**Provided entries**
▬▬▬▬▬▬▬▬▬▬

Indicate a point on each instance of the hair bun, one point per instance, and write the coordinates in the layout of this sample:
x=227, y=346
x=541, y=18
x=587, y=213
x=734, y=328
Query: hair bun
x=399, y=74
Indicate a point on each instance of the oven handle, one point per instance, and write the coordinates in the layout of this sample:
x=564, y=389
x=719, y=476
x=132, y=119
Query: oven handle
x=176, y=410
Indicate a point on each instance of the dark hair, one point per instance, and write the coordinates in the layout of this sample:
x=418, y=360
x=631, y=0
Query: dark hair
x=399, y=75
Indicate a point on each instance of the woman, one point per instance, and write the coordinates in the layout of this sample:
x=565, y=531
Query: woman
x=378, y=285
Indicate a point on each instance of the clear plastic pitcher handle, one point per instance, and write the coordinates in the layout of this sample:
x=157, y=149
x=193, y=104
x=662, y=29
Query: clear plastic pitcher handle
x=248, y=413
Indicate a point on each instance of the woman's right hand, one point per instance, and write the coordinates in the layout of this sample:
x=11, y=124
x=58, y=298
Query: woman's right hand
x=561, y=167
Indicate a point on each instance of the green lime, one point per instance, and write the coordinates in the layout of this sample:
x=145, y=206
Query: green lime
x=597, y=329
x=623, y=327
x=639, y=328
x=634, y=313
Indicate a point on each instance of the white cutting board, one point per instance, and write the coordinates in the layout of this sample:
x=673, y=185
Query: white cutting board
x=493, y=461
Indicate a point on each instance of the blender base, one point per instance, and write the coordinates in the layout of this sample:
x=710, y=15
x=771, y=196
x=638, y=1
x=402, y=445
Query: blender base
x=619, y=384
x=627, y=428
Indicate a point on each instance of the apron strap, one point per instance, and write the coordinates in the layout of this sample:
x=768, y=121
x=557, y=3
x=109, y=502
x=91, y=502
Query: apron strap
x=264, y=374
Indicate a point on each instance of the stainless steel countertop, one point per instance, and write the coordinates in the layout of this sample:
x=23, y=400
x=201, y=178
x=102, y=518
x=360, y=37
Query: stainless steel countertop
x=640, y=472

▬▬▬▬▬▬▬▬▬▬

**Instructions for the task**
Reproduce the entries word for word, beginning with their first line and ending with the line that contains "x=378, y=285", including that line.

**Full solution**
Indicate a point on each instance of the hair bun, one point per instance, and write the coordinates in the layout of this sample:
x=227, y=346
x=541, y=18
x=587, y=213
x=734, y=328
Query: hair bun
x=399, y=74
Indicate a point on each instance of the oven handle, one point per instance, and write the coordinates in the layout of this sample:
x=564, y=389
x=719, y=476
x=132, y=119
Query: oven handle
x=176, y=410
Indicate a point on each instance of the dark hair, one point per instance, and write the coordinates in the layout of this sample:
x=418, y=360
x=631, y=0
Query: dark hair
x=399, y=75
Indicate a point on each instance of the woman, one point per instance, and write the coordinates in the layout of this sample:
x=565, y=531
Query: woman
x=378, y=285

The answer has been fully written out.